» RECORDS PROVIDED
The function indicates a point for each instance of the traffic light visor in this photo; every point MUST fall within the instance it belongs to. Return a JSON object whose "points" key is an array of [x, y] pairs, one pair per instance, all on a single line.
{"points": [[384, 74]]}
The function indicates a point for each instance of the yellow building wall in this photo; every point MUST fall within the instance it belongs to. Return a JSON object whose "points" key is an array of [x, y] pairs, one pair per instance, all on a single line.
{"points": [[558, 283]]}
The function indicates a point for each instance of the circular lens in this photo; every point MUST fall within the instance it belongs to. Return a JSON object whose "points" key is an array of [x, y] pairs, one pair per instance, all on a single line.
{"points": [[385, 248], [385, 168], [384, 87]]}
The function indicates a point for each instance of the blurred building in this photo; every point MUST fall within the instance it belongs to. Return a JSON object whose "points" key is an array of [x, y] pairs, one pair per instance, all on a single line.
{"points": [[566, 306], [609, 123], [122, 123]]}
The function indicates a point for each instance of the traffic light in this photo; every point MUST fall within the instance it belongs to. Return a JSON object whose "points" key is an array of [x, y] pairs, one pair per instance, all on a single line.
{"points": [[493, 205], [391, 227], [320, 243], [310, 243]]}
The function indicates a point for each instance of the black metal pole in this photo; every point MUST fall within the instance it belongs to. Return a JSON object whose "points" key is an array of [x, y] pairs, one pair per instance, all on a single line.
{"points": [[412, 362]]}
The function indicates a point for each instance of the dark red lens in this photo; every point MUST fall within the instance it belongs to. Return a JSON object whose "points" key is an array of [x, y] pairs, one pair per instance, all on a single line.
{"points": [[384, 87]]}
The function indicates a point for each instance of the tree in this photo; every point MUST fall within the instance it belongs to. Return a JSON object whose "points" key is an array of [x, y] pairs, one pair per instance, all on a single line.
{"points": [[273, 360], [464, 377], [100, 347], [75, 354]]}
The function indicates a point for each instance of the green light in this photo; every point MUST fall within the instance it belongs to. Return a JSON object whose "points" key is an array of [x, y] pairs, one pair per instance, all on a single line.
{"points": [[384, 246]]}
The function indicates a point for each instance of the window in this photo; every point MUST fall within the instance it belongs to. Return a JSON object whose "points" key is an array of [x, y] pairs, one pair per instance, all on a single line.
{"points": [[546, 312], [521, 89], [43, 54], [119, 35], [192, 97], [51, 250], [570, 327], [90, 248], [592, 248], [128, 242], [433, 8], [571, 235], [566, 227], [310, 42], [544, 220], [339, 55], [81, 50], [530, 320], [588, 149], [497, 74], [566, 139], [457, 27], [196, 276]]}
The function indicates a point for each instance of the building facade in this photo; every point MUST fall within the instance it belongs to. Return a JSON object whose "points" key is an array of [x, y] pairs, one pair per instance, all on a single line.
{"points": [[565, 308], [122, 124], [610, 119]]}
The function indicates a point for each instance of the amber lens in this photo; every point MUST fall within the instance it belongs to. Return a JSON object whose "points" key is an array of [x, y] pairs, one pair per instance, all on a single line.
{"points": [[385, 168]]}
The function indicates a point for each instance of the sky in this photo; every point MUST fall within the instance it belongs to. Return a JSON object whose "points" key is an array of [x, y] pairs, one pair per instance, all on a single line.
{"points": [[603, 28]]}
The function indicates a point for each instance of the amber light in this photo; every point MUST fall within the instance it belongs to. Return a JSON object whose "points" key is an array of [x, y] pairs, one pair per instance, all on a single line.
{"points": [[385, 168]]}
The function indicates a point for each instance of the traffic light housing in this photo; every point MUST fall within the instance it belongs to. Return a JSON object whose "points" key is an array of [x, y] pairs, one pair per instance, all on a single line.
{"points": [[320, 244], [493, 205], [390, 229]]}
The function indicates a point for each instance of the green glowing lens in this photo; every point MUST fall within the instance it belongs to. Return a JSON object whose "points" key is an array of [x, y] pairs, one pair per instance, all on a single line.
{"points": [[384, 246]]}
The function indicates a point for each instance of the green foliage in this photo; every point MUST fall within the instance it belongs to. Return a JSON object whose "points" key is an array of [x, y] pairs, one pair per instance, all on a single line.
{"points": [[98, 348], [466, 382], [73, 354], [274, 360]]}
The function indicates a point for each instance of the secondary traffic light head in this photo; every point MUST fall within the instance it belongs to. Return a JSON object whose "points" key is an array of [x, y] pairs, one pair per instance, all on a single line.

» BRIEF
Set down all of the entries exactly, please.

» EXERCISE OUTPUT
The function indicates a point for each instance of the traffic light visor in this photo; every point MUST fall within the instance it belongs to. Return a JSON object whose "points" key is an array of [x, y] pairs, one pair per instance, all on a single line.
{"points": [[384, 74]]}
The function indicates a point for each instance of the yellow building wall in this photo; every point MUST fall within the instance it belongs to. Return a JSON object whose "points" key is an array of [x, y] pairs, one pair per instance, all on a single line.
{"points": [[558, 283]]}
The function indicates a point for each instance of the circular lens in this photo; every point MUST fall within the instance it belongs to. Return a JSON object whose "points" key is an array of [x, y] pairs, one pair per instance, all on a single line.
{"points": [[385, 248], [385, 168], [384, 87]]}
The function indicates a point for each instance of the blurred building in this photo; every point MUST fall within the instance it belongs to. Return a JSON object whose "points" key is an array of [x, y] pairs, one pair per instance, all on a single line.
{"points": [[566, 306], [609, 123], [122, 123]]}
The function indicates a point for each instance of the traffic light in this photo; every point MUST fall within the instance it belongs to. Return a JSON object whose "points" key is an array of [x, y] pairs, one pair per instance, all on a single line.
{"points": [[493, 205], [391, 227], [320, 243], [310, 243]]}
The function indicates a point for each instance of the black metal pole in this photo; every point MUST fall within the instance it belongs to. Return a JSON object whose "points" key is an array of [x, y] pairs, one pair per instance, all on a single line.
{"points": [[412, 362]]}
The function indicates a point for each instance of the dark red lens in this photo; every point MUST fall within the instance it belongs to. Return a JSON object whose "points" key is an array of [x, y] pairs, one pair per instance, all on a single line.
{"points": [[384, 87]]}
The function indicates a point for each instance of the tree in this photo; every point MUST fall within the instance it belongs to. Return a JSON object whose "points" key is an array of [x, y] pairs, one pair per instance, all on a single line.
{"points": [[273, 360], [464, 377], [100, 347], [75, 354]]}
The function indicates a point for each instance of the green light in this photo; every point MUST fall within the instance it belongs to. Return a JSON object whose "points" key is an array of [x, y] pairs, one pair per instance, all on a single line.
{"points": [[384, 246]]}
The function indicates a point for each instance of the window in this photo; every point MUST fall within the instance it belongs to. Return a JSON object whose "points" key is an array of [x, y] pairs, one pair per instance, all on a single line.
{"points": [[546, 312], [521, 89], [43, 54], [119, 35], [192, 97], [51, 250], [570, 327], [90, 248], [592, 248], [128, 242], [433, 8], [571, 235], [566, 227], [310, 42], [544, 220], [339, 55], [81, 50], [530, 320], [588, 149], [497, 74], [566, 139], [457, 27], [196, 276]]}
The function indicates a point for each instance of the building facade in this photo; every point MUST fall within the instance it belongs to. Return a JSON object whose "points" key is an array of [x, y] pairs, one pair per instance, all on a single line.
{"points": [[565, 308], [122, 124], [610, 119]]}
The function indicates a point for each instance of the amber lens in this photo; every point MUST fall within the instance it belongs to. Return a JSON object whose "points" key is an array of [x, y] pairs, one pair per instance, all on a single line.
{"points": [[385, 168]]}
The function indicates a point for each instance of the sky in this photo; every point MUST fall within the instance it belongs to. Return a JSON object whose "points" key is an array of [x, y] pairs, one pair per instance, all on a single line.
{"points": [[603, 28]]}
The function indicates a point for each instance of the amber light in this photo; every point MUST fall within the instance it belongs to. Return a JSON object whose "points" key is an array of [x, y] pairs, one pair per instance, all on a single line.
{"points": [[385, 168]]}
The function indicates a point for each instance of the traffic light housing in this photo; every point MUST fall within the instance it belongs to. Return a JSON object whose "points" key is an array of [x, y] pairs, one pair per instance, all on a single line.
{"points": [[320, 244], [493, 205], [390, 229]]}
The function indicates a point for each instance of the green glowing lens in this photo; every point MUST fall within the instance it belongs to. Return a JSON object whose "points" key is an array of [x, y] pairs, one pair per instance, all on a single line.
{"points": [[384, 246]]}
The function indicates a point for each instance of the green foliage in this photo; every point MUST fall within the instance it belongs to. Return a JSON object whose "points" key is an array of [x, y] pairs, one pair per instance, all on a single line.
{"points": [[98, 348], [466, 382], [73, 354], [274, 360]]}
The function indicates a point for each instance of the secondary traffic light head in this photo; every point MUST fall within the instance it belongs to. Return a JSON object whose "points" key is an array of [x, y] pairs, one pair per instance, all on a single line.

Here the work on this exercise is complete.